→ Goal of the exercise
Copy the line containing "sidewalk with a single point per instance.", then all lines after it up to and including the final line of the material, exactly and without additions.

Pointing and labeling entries
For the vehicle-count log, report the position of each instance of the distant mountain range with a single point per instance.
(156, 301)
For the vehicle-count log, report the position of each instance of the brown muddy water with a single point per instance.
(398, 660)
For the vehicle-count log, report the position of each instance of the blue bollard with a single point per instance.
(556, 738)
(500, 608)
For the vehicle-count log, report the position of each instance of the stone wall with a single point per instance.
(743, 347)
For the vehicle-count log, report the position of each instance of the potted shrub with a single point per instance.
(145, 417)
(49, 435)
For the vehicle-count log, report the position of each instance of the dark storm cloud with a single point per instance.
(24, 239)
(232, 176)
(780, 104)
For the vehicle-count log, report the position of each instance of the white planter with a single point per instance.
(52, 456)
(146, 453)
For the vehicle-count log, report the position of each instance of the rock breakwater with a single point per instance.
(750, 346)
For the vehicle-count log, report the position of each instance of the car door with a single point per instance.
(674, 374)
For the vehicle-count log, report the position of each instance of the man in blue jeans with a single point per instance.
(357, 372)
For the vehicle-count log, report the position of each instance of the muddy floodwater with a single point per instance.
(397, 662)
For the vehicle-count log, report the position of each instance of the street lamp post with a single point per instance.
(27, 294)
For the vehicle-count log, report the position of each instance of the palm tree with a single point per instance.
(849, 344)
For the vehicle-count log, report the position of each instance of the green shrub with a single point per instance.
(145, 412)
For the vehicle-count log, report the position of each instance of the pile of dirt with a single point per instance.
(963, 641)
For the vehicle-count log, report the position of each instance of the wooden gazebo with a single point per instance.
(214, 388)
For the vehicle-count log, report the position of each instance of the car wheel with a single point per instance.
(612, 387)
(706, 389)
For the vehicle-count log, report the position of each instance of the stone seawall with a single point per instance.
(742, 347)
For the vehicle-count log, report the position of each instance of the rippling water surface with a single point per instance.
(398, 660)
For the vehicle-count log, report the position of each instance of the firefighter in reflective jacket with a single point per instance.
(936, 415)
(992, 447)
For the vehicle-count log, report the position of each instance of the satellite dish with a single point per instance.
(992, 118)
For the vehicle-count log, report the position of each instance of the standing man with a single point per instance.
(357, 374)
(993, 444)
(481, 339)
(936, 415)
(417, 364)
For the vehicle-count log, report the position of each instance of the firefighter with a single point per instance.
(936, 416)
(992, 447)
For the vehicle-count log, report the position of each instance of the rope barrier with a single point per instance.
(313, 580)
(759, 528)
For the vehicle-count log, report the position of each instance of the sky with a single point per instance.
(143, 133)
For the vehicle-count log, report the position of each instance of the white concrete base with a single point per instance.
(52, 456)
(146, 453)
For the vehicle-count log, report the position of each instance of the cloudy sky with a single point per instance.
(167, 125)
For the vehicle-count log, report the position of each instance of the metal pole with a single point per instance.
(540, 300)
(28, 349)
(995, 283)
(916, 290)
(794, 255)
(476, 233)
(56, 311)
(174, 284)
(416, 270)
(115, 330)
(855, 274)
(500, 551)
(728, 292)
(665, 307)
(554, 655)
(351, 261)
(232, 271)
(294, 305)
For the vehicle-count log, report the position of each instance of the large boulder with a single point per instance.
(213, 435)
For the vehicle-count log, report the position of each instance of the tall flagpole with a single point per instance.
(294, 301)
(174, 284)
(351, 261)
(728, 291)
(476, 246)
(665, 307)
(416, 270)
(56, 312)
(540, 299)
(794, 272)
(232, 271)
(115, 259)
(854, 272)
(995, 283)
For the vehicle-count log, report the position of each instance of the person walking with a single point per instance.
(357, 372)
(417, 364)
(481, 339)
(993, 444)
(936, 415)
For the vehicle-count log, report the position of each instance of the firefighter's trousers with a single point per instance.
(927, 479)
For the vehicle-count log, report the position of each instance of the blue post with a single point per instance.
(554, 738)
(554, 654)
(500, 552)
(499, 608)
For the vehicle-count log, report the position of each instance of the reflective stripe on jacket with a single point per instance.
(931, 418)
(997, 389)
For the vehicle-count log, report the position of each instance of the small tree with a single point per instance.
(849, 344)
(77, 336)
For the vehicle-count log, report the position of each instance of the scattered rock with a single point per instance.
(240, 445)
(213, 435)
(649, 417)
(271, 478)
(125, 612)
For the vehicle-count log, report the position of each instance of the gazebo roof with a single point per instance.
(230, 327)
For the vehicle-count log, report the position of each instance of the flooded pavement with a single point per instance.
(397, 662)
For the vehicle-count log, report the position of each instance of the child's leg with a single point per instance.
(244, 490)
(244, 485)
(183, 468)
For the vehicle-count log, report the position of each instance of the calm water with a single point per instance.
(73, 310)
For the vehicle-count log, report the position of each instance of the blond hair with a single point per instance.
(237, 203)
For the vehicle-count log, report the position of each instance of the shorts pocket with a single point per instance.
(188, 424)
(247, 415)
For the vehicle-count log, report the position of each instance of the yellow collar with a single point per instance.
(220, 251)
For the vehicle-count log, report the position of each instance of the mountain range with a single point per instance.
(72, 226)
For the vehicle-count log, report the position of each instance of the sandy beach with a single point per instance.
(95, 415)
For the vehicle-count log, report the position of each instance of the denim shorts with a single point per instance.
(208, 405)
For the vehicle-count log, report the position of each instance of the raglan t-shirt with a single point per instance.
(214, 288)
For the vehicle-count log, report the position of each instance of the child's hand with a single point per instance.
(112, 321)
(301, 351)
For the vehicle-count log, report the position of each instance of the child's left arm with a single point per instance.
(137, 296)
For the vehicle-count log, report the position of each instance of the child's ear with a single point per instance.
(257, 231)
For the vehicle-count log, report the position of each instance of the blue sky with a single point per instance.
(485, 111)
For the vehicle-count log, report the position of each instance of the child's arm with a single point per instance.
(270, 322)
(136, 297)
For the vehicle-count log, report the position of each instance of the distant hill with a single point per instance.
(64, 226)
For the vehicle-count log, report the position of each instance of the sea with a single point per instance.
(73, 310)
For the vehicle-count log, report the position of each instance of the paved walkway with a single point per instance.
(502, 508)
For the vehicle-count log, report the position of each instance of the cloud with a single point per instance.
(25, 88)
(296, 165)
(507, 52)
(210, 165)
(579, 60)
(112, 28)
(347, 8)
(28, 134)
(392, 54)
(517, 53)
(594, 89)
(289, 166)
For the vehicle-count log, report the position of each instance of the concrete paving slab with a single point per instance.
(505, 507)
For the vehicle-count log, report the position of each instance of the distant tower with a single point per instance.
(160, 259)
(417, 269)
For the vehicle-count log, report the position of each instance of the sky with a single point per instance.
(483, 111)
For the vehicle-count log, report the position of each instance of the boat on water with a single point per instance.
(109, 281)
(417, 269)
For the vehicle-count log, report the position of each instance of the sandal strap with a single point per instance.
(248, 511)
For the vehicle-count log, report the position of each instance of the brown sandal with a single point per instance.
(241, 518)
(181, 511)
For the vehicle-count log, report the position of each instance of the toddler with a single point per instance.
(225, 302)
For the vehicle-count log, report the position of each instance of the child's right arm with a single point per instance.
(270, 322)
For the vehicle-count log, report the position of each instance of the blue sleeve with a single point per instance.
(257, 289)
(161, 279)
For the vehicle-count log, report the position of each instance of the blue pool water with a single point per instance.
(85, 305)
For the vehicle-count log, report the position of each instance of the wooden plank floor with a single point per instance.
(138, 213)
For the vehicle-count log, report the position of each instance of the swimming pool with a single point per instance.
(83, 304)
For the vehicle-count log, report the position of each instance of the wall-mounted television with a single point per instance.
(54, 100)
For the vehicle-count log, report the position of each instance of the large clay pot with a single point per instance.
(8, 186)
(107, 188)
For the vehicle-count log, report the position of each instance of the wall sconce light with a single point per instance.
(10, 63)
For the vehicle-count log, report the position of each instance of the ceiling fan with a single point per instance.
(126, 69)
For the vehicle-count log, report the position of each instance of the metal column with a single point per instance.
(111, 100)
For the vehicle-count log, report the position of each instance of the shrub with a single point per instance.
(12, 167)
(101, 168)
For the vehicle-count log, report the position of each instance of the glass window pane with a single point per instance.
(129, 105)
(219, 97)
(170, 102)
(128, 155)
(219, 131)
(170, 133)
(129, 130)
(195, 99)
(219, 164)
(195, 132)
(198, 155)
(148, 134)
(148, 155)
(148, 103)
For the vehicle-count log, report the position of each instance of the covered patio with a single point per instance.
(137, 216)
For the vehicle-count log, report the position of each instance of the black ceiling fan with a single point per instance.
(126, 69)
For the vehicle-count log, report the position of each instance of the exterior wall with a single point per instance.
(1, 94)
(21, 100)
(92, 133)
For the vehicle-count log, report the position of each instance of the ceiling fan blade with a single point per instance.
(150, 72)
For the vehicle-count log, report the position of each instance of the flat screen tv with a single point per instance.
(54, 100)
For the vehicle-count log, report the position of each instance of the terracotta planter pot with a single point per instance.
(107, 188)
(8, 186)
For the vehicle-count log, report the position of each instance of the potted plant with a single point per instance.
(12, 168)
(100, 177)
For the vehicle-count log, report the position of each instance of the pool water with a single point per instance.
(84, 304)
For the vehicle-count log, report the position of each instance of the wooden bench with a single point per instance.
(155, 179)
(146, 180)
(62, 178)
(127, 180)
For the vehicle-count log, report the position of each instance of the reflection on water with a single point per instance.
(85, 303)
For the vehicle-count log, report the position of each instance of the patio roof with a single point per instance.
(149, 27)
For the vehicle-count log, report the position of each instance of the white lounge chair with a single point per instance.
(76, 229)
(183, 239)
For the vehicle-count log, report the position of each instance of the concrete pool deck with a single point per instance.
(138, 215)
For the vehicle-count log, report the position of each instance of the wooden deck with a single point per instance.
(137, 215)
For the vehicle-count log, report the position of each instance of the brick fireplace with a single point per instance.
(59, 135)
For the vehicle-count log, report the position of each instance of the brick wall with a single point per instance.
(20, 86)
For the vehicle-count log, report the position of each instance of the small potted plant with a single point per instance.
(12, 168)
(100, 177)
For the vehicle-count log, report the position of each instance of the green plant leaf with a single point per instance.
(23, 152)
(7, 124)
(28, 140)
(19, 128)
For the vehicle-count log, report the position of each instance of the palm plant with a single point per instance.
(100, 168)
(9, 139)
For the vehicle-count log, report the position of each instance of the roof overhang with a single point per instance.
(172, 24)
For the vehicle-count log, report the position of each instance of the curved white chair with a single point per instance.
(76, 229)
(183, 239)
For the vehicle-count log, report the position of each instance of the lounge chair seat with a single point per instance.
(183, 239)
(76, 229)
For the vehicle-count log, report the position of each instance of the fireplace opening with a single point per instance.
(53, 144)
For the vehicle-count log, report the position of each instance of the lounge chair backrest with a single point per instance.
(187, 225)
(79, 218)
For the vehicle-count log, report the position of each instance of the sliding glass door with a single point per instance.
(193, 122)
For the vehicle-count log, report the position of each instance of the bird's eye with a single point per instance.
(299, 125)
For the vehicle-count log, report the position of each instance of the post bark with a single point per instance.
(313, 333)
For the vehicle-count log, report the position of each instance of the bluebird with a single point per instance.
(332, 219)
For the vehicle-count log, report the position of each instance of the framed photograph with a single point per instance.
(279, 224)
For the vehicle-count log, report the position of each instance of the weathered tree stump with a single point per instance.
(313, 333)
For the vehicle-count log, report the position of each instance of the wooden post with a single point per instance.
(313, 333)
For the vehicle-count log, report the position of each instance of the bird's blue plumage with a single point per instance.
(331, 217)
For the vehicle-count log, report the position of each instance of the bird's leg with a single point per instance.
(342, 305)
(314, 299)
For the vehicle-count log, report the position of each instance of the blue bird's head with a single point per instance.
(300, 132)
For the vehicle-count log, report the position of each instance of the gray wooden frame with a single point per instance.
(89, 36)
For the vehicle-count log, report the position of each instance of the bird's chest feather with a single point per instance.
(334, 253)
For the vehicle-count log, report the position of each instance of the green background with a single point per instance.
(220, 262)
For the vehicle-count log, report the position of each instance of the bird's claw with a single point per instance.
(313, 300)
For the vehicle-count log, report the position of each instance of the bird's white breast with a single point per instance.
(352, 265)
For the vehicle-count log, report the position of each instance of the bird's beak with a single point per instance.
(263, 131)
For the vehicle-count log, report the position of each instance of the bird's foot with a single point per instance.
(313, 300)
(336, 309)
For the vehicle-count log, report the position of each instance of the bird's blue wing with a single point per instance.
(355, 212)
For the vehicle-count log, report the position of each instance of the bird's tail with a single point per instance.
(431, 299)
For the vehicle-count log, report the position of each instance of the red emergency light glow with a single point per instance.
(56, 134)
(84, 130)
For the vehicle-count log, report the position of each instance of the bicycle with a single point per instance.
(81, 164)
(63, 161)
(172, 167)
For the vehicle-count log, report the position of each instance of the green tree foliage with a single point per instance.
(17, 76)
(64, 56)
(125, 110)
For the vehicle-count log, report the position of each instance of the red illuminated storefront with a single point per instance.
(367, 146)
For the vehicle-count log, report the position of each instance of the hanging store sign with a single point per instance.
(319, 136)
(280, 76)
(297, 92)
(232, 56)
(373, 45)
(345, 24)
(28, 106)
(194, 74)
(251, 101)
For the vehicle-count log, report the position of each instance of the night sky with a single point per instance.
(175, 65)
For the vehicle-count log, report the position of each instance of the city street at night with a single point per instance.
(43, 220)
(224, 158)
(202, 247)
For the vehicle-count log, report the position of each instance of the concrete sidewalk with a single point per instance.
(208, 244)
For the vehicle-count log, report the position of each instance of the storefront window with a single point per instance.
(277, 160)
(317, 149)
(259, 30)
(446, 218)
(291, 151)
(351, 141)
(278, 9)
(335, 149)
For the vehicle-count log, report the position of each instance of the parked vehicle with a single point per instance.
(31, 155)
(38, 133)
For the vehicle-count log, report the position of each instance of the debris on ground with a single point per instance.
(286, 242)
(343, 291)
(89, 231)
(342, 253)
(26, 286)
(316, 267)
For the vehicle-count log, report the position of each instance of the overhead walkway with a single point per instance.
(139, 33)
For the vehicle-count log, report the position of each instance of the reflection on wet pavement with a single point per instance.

→ Reply
For the vehicle-count log, report the position of each instance of the concrete sidewalk with a single point per instance.
(208, 244)
For the vehicle-count log, report the position of each instance of the storefront window with a single point per instance.
(277, 160)
(317, 149)
(259, 30)
(446, 218)
(291, 151)
(351, 141)
(278, 9)
(335, 149)
For the vehicle-count log, report the position of each instance of the parked vehicle with a single point per instance.
(31, 155)
(38, 133)
For the vehicle-count log, report the position of each instance of the debris on ground with a single point per instance.
(286, 242)
(343, 291)
(89, 231)
(342, 253)
(26, 286)
(316, 267)
For the vehicle-count log, report the position of each instance of the overhead walkway with a single point per instance.
(139, 33)
For the vehicle-count log, report the position of each instance of the reflection on wet pavement with a single point per instance.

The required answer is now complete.